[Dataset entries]
^^^^^^^^
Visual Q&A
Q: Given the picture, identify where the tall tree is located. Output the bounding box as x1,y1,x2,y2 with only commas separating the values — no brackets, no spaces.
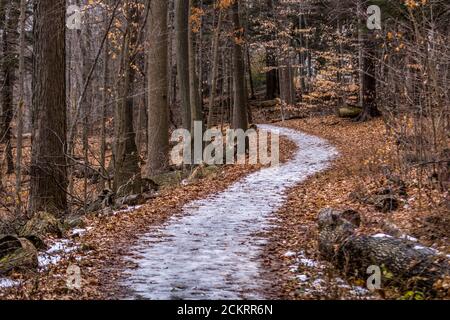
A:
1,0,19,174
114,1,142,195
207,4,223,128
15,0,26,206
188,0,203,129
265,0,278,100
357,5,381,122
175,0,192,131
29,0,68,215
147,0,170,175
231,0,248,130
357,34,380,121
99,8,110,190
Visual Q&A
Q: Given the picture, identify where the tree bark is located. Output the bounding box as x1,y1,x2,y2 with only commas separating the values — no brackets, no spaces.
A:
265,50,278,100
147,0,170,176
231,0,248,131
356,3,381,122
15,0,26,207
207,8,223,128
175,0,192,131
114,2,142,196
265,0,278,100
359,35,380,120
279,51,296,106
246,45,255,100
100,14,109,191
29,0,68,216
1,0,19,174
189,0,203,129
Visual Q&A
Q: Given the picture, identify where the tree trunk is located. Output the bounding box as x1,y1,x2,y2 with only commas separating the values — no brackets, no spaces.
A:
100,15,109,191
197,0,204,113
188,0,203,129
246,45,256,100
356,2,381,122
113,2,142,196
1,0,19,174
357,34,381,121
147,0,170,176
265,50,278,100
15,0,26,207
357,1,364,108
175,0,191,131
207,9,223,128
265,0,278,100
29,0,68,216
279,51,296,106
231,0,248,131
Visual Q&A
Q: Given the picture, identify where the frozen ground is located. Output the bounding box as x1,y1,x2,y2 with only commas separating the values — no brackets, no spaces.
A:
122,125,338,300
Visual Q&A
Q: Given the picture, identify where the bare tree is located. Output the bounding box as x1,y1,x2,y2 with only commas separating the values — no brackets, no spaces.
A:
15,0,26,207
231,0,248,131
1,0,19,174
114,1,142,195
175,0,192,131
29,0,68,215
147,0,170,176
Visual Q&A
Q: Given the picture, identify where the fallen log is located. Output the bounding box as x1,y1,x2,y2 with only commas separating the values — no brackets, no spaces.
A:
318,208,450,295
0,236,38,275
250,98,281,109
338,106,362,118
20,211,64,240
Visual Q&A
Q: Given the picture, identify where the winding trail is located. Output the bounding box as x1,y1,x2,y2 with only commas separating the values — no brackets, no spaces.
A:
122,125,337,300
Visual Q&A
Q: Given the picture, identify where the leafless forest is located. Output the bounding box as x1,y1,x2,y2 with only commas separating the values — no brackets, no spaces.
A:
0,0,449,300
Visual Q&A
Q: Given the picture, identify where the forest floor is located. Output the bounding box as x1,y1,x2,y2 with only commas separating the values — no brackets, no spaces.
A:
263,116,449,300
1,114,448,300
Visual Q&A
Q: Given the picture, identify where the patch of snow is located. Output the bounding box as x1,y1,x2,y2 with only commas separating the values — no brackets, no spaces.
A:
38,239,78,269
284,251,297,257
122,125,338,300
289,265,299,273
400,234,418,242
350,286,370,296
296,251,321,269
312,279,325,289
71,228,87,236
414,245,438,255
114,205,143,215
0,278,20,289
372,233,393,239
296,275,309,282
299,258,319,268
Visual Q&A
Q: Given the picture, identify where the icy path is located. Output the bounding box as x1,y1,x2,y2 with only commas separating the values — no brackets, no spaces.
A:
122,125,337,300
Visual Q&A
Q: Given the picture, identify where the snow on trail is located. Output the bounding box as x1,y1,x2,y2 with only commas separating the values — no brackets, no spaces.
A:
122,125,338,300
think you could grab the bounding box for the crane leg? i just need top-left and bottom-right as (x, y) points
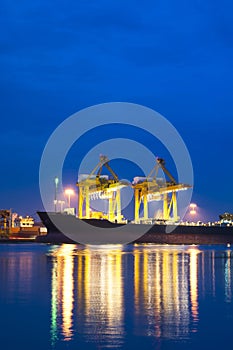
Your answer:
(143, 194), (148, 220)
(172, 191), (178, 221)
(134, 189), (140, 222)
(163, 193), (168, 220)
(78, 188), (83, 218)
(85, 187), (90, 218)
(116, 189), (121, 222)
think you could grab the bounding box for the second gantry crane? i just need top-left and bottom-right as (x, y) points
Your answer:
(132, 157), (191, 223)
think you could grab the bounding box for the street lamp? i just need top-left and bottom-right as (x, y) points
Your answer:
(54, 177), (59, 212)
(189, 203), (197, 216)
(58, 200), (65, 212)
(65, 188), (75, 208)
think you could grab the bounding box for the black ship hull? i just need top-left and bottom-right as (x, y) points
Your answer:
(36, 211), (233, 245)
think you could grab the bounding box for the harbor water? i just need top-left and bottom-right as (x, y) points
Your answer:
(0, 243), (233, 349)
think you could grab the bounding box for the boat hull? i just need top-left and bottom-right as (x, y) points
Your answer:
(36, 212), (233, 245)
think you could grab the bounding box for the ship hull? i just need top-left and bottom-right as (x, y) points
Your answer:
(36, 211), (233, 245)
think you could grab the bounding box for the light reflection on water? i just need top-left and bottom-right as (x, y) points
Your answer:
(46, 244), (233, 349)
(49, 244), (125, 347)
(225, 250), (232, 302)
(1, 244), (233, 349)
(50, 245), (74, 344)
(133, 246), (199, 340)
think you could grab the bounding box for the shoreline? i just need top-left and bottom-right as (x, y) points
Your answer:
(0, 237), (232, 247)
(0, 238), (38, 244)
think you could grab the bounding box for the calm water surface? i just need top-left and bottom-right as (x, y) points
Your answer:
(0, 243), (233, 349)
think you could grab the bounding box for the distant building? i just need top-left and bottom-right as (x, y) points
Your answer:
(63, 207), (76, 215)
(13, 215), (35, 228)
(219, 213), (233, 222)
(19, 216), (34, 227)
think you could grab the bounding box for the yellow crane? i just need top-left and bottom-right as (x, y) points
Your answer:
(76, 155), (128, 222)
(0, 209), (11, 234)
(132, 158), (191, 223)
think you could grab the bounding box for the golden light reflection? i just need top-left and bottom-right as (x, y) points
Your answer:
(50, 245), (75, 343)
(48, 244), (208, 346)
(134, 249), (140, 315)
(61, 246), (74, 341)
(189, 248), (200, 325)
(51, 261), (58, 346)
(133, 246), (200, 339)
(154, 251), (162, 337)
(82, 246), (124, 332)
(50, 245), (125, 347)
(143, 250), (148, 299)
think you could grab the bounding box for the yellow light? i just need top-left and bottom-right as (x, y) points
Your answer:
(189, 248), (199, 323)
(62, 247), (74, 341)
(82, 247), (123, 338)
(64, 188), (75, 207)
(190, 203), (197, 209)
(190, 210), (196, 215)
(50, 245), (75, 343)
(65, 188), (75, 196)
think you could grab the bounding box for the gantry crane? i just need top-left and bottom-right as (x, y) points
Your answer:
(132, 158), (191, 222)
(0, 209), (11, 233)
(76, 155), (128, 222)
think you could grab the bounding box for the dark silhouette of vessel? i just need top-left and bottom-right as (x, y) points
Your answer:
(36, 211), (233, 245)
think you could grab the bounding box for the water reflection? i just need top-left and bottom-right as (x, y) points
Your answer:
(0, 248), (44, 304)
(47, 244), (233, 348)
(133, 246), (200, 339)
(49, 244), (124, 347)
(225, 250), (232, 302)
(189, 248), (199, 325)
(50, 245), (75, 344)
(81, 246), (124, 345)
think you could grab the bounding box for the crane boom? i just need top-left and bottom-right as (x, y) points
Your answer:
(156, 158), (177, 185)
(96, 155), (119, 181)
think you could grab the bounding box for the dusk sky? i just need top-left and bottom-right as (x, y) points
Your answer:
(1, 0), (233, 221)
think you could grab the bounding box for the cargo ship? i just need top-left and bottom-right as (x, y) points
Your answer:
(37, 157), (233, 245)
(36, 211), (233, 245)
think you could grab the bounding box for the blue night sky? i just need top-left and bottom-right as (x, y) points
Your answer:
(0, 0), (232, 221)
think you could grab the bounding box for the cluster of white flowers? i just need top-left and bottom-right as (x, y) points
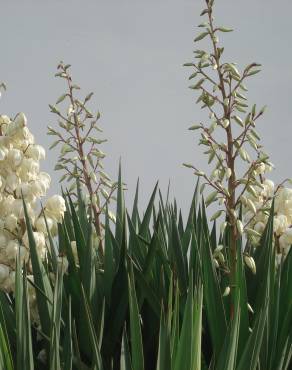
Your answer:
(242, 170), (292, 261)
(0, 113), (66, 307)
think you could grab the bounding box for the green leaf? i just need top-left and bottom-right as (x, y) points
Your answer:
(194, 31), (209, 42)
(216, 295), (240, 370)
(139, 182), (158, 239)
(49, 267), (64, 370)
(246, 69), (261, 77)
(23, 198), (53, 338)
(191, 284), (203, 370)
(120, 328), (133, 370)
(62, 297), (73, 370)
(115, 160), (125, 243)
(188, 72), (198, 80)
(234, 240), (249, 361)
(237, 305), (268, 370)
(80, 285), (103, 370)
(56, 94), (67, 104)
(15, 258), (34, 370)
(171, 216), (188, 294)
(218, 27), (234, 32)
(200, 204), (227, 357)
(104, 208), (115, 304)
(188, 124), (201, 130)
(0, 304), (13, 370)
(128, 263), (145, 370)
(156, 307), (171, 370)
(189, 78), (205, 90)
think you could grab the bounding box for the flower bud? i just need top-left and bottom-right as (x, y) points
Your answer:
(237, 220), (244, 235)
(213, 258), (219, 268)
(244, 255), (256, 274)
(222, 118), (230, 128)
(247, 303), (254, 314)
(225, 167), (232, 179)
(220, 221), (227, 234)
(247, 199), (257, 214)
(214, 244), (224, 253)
^^^^^^^^
◆ Aim of the task
From the data above, output only the lines between the line containing "think you could grab the bounding box for the golden" and the line containing "think you could grab the bounding box for the cargo", inclusive, exactly as written.

◆ Response area
think you could grab the bounding box for the golden light reflection? i just need top-left and bottom-right as (x, y) points
Your answer:
(50, 245), (75, 343)
(48, 244), (208, 346)
(134, 249), (140, 315)
(61, 246), (74, 341)
(189, 248), (200, 325)
(51, 261), (58, 346)
(133, 246), (200, 339)
(154, 251), (162, 337)
(82, 246), (124, 332)
(50, 245), (125, 347)
(143, 250), (148, 299)
think you could grab the bounding box for the yellow light? i just need top-left and bottom-right as (x, y) points
Your answer:
(189, 248), (199, 323)
(62, 247), (74, 341)
(82, 247), (123, 338)
(64, 188), (75, 207)
(190, 203), (197, 209)
(190, 210), (196, 215)
(50, 245), (75, 343)
(65, 188), (75, 196)
think you could grab the bounding box for the gantry crane? i just need top-left and bottom-right as (x, y) points
Your answer:
(132, 158), (191, 222)
(0, 209), (11, 233)
(76, 155), (128, 222)
think you could grab the bounding box for the dark silhouette of vessel? i just need top-left and bottom-right as (x, y) points
Your answer:
(36, 211), (233, 245)
think you could grab the bounding box for the water reflection? i just need top-left and bottom-right as (x, y) points
Your answer:
(0, 248), (44, 304)
(47, 244), (233, 348)
(133, 246), (200, 339)
(49, 244), (124, 347)
(225, 250), (232, 302)
(189, 248), (199, 325)
(50, 245), (75, 344)
(81, 246), (124, 345)
think you could grab the bounding box for the crane boom? i just need top-left and bottom-right as (x, y) points
Your answer:
(156, 158), (177, 185)
(96, 155), (119, 181)
think you could grab the bounding box for the dusk sky? i just need top-left and bottom-right as (x, y) points
Your answer:
(1, 0), (233, 221)
think you could grab the bounding box for the cargo ship? i just need top-left and bottom-right as (x, y) points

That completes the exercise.